* TRECHO DA FONTE
Ela delirava, ás vezes, dizendo coisas que eu não conseguia compreender. Percebi que muitas e muitas vezes, tentava fazer o sinal da cruz, e sem querer, arrancava do dedo o aparelhinho que media suas batidas cardíacas, fazendo a máquina apitar. Eu o colocava de volta, e segurando-lhe a mão, tentava distraí-la:

-Quer rezar uma Ave-Maria?
Ela murmurava: "Hã-hã..."

E eu começava, o coração vazio das palavras que eu mesma proferia. À sua maneira, ela tentava acompanhar minha oração, e ao final, tentava fazer o sinal da cruz. Os olhos sempre fechados, estava inquieta, e dizia que estava morrendo.

* MATERIAL FORNECIDO
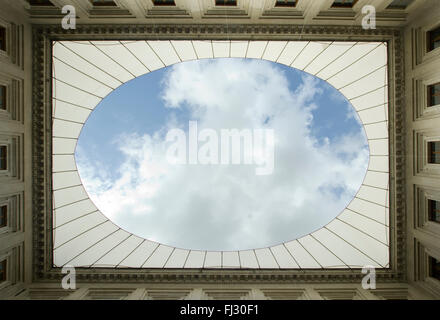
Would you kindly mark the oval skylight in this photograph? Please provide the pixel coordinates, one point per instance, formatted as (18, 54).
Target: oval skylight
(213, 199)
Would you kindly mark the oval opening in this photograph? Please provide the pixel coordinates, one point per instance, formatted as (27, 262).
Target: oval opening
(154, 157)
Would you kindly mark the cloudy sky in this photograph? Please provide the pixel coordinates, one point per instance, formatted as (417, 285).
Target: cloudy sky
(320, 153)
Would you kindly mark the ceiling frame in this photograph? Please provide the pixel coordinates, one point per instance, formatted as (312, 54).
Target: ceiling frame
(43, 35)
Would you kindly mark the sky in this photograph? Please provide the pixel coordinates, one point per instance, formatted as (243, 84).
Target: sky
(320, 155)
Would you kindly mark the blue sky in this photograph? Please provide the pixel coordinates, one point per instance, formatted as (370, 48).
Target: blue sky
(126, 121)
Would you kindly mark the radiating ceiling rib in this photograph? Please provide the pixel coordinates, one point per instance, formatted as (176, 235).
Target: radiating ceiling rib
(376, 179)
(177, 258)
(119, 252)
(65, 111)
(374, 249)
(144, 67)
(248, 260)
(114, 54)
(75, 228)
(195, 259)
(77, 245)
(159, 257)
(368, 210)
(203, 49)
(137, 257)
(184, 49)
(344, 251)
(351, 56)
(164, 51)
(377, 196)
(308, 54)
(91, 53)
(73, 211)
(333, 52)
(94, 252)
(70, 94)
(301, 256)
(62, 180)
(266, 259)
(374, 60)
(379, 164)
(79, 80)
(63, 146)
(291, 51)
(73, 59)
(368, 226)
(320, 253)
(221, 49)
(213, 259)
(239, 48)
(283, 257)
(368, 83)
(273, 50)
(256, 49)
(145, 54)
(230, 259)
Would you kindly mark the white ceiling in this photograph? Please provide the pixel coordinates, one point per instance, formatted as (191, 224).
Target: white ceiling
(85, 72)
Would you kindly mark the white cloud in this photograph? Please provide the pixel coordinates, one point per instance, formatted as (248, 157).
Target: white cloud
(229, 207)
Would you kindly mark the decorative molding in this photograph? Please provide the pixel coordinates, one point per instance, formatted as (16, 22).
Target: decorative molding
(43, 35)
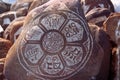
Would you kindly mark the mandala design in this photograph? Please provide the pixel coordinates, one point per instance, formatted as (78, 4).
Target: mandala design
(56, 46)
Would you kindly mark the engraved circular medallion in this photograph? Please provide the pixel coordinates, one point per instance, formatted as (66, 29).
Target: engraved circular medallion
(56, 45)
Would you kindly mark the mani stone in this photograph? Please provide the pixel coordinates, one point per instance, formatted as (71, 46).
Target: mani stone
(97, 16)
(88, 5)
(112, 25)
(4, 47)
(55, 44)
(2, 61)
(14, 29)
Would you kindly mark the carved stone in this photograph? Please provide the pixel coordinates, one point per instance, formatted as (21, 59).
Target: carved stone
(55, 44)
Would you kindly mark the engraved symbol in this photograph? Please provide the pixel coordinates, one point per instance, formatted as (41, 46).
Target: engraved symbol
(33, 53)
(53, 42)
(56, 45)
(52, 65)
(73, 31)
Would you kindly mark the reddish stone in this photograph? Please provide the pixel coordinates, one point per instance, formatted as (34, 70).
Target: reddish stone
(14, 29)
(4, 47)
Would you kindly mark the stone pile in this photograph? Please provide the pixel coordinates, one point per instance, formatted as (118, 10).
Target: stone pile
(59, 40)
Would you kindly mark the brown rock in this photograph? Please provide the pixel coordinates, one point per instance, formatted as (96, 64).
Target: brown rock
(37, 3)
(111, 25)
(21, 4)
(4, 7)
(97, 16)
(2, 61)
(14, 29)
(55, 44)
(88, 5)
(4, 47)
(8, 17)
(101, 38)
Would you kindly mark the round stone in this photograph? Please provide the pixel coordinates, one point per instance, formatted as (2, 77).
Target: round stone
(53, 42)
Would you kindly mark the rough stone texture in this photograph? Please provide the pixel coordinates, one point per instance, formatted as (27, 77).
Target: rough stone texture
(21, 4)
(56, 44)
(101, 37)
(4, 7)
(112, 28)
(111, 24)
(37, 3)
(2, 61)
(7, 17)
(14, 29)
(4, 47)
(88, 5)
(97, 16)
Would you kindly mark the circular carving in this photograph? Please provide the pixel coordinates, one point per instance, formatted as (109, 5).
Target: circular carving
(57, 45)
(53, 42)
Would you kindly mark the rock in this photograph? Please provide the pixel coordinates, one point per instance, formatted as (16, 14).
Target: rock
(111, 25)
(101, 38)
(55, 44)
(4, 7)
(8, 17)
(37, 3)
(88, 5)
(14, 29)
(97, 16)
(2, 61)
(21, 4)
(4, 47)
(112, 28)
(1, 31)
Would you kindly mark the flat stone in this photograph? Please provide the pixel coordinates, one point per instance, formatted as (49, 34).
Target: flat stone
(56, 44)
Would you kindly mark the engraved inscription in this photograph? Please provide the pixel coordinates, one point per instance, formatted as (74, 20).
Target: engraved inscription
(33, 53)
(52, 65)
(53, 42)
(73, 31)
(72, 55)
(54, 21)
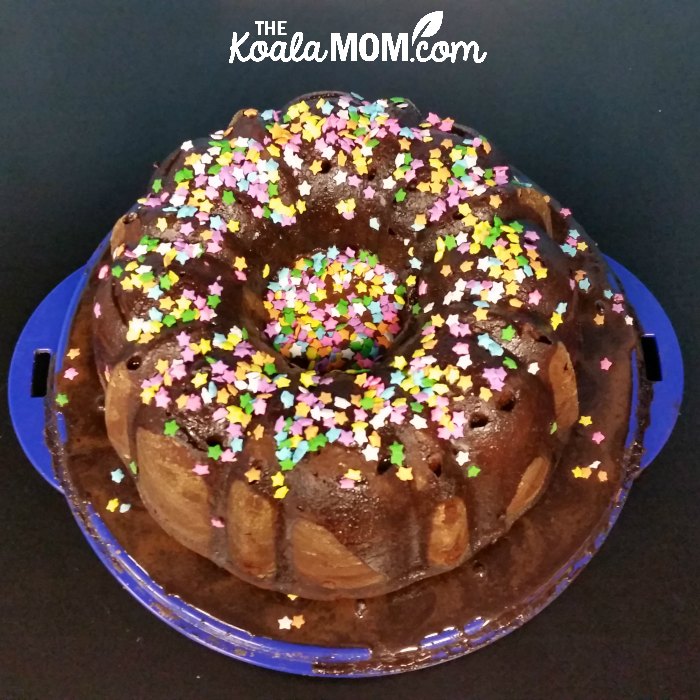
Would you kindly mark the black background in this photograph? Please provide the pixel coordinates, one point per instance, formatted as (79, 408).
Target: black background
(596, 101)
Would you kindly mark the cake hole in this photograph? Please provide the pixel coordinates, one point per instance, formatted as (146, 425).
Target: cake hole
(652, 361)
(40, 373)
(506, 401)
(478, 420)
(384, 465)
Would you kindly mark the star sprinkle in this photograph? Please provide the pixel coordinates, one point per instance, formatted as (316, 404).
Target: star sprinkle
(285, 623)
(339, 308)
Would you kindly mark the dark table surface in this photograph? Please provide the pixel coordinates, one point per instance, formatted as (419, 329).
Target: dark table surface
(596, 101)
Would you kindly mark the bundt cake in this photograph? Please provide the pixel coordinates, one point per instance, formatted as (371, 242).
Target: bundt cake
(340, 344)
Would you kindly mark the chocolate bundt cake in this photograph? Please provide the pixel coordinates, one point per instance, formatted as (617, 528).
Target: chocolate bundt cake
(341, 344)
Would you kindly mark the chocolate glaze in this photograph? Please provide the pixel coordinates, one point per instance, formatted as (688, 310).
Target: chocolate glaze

* O QUE FAZER
1. No trecho, o que acontece quando ela arranca do dedo o aparelhinho que media suas batidas cardíacas?
2. Devolva, copiado fielmente do trecho, tudo o que vai de "-Quer rezar uma" até "que estava morrendo.".
As linhas formam um material à parte, independente do trecho.

* RESULTADOS EM ORDEM
1. A máquina apita.

2.
-Quer rezar uma Ave-Maria?
Ela murmurava: "Hã-hã..."

E eu começava, o coração vazio das palavras que eu mesma proferia. À sua maneira, ela tentava acompanhar minha oração, e ao final, tentava fazer o sinal da cruz. Os olhos sempre fechados, estava inquieta, e dizia que estava morrendo.